-- Opening Marker --

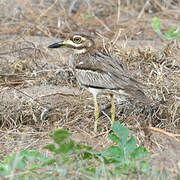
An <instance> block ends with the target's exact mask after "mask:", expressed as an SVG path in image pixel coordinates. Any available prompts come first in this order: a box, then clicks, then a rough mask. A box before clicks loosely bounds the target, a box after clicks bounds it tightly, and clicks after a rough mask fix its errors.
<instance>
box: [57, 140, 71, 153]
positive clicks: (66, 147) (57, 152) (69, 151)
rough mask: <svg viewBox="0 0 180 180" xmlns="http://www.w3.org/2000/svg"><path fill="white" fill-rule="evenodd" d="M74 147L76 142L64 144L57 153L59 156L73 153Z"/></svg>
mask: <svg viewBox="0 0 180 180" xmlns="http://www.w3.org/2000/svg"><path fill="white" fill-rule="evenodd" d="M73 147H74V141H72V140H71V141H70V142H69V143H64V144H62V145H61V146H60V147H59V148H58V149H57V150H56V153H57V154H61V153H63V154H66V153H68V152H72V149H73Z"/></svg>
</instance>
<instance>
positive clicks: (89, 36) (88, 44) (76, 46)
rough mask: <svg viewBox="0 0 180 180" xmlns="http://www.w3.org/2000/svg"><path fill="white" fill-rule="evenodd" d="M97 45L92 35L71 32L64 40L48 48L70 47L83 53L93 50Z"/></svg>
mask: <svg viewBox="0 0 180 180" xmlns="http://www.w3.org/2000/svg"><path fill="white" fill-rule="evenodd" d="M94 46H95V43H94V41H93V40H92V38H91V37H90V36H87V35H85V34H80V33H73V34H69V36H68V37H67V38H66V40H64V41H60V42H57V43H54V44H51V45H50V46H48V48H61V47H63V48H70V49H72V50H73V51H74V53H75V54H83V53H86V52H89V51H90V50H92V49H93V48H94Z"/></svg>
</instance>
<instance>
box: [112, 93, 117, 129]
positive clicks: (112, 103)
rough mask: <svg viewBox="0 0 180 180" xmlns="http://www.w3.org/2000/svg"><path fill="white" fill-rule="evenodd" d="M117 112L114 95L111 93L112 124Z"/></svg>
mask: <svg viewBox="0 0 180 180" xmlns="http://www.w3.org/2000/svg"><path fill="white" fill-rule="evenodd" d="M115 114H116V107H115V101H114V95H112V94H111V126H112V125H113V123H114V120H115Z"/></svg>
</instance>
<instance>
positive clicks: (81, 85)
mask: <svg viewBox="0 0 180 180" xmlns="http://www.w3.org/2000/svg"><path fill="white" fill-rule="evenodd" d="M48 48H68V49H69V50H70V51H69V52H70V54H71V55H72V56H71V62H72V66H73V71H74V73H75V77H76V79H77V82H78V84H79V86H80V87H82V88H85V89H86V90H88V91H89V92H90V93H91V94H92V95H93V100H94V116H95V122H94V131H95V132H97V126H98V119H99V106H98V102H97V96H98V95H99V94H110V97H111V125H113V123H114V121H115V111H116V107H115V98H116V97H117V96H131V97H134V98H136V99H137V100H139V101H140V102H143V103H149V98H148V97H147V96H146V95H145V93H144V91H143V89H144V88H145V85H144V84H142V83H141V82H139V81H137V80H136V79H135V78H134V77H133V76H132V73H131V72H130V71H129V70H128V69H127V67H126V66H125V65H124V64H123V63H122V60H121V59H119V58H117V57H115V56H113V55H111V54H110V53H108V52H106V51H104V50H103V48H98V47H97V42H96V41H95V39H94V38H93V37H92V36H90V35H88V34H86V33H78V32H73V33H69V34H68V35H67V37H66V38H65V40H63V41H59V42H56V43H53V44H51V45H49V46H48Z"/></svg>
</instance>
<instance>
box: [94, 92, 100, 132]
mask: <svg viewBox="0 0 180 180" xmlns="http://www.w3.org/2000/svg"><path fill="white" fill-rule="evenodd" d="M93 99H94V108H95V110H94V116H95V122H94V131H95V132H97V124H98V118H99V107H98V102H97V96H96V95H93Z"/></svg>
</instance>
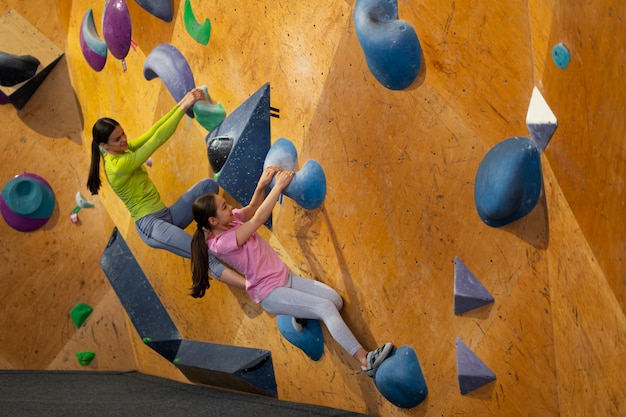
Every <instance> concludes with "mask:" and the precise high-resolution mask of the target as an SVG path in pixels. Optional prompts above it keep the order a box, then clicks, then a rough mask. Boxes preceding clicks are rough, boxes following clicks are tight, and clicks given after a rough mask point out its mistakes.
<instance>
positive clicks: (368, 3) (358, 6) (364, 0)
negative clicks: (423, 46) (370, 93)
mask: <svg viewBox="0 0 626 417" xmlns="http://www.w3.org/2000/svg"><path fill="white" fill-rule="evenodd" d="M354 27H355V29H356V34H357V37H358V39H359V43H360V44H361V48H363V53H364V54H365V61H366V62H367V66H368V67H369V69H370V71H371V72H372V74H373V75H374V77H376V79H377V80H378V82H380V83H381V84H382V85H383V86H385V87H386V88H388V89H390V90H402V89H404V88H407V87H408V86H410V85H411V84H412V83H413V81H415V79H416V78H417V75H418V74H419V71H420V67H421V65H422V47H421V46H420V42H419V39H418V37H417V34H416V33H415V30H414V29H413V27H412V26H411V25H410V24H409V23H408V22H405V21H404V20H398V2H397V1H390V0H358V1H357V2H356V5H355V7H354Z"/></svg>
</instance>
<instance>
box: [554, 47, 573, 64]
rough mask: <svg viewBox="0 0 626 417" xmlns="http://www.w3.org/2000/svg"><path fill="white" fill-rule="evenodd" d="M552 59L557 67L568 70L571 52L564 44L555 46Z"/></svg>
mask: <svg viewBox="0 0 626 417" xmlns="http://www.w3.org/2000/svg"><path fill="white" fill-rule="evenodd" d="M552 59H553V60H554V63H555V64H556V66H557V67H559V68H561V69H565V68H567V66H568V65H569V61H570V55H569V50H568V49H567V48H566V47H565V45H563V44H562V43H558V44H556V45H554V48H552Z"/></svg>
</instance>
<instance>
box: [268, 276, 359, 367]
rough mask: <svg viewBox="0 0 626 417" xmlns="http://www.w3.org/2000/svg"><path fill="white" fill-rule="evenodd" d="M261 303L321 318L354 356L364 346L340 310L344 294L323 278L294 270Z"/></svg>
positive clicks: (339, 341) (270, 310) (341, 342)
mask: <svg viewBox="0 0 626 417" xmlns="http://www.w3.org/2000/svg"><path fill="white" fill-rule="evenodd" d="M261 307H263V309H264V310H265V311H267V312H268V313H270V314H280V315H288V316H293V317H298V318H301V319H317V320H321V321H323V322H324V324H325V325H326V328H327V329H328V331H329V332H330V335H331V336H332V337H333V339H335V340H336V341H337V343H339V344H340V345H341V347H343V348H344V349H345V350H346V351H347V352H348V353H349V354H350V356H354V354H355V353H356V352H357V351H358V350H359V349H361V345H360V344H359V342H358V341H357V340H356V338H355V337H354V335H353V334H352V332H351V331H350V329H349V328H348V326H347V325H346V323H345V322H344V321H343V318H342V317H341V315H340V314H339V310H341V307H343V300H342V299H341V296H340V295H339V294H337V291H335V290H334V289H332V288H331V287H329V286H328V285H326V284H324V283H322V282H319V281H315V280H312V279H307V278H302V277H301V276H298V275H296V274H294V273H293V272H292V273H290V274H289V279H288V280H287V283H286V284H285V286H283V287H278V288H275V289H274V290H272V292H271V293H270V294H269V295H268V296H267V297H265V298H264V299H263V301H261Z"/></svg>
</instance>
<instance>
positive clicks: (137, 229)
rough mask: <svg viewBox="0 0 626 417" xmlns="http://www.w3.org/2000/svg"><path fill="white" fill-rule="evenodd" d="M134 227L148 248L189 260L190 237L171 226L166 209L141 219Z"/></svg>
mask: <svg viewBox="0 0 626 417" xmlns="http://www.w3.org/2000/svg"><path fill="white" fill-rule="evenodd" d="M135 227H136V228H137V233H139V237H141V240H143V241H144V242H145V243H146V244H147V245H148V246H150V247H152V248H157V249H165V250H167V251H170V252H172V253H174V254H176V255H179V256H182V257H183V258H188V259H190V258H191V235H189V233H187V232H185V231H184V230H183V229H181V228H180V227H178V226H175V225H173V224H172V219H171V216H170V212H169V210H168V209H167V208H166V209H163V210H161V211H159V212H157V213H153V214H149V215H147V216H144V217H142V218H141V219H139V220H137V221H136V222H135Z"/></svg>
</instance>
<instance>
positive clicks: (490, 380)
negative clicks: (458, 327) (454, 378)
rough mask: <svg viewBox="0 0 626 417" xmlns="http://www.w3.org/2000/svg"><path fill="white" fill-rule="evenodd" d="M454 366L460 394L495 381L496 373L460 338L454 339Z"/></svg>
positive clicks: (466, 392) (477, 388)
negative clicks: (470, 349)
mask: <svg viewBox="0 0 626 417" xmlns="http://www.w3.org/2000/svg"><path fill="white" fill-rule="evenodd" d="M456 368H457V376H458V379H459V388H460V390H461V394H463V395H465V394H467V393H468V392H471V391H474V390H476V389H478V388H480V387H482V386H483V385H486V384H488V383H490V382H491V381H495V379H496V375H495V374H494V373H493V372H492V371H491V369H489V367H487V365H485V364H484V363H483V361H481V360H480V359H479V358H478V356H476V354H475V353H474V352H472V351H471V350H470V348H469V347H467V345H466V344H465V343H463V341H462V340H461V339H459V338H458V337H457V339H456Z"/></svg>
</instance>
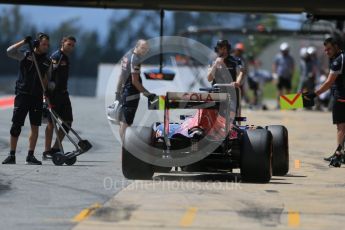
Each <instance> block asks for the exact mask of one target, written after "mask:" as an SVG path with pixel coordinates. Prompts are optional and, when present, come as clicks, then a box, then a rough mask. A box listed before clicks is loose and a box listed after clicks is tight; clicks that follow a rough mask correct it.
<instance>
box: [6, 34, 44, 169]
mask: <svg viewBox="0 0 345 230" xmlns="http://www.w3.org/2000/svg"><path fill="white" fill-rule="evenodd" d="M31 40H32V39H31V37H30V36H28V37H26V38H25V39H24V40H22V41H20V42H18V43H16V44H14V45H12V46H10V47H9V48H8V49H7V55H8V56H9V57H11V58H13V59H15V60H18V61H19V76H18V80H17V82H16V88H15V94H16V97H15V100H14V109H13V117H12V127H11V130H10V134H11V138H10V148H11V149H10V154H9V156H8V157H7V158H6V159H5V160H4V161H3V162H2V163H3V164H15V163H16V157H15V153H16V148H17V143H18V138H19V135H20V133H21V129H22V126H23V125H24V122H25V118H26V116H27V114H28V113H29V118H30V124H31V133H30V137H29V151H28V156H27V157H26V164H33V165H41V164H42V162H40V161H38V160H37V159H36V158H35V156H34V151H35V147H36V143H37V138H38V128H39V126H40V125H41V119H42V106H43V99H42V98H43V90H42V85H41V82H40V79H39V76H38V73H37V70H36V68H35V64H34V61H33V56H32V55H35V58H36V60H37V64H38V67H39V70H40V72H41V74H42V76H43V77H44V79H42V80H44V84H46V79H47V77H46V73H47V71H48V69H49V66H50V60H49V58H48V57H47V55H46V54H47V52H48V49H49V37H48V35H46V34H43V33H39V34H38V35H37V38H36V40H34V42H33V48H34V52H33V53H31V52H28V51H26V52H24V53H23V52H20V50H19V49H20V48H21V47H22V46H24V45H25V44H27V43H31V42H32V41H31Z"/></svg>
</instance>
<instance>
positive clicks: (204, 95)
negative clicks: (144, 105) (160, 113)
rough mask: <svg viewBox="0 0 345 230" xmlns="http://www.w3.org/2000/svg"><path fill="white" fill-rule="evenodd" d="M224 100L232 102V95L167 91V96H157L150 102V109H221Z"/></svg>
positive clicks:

-- Closing Marker --

* _What you are asked to do_
Write out, word for word, the lines above from the very first one through the one containing "147L76 142L64 144L57", including that line. Leave the pictures out of your answer.

* _Exercise result_
An <instance> block ends with the target's exact mask after "mask:", expressed as an SVG path in image pixel coordinates. Any available prompts come first in this order: a box, then clicks, then a rough mask. A box before clicks loosely bounds the target, a box after clicks bounds it tightly, and clicks after a rough mask fix its errors.
<instance>
box: [57, 140, 71, 153]
positive clicks: (66, 147) (57, 152) (69, 151)
rough mask: <svg viewBox="0 0 180 180" xmlns="http://www.w3.org/2000/svg"><path fill="white" fill-rule="evenodd" d="M74 147L76 142L64 144L57 153L59 156L73 153Z"/></svg>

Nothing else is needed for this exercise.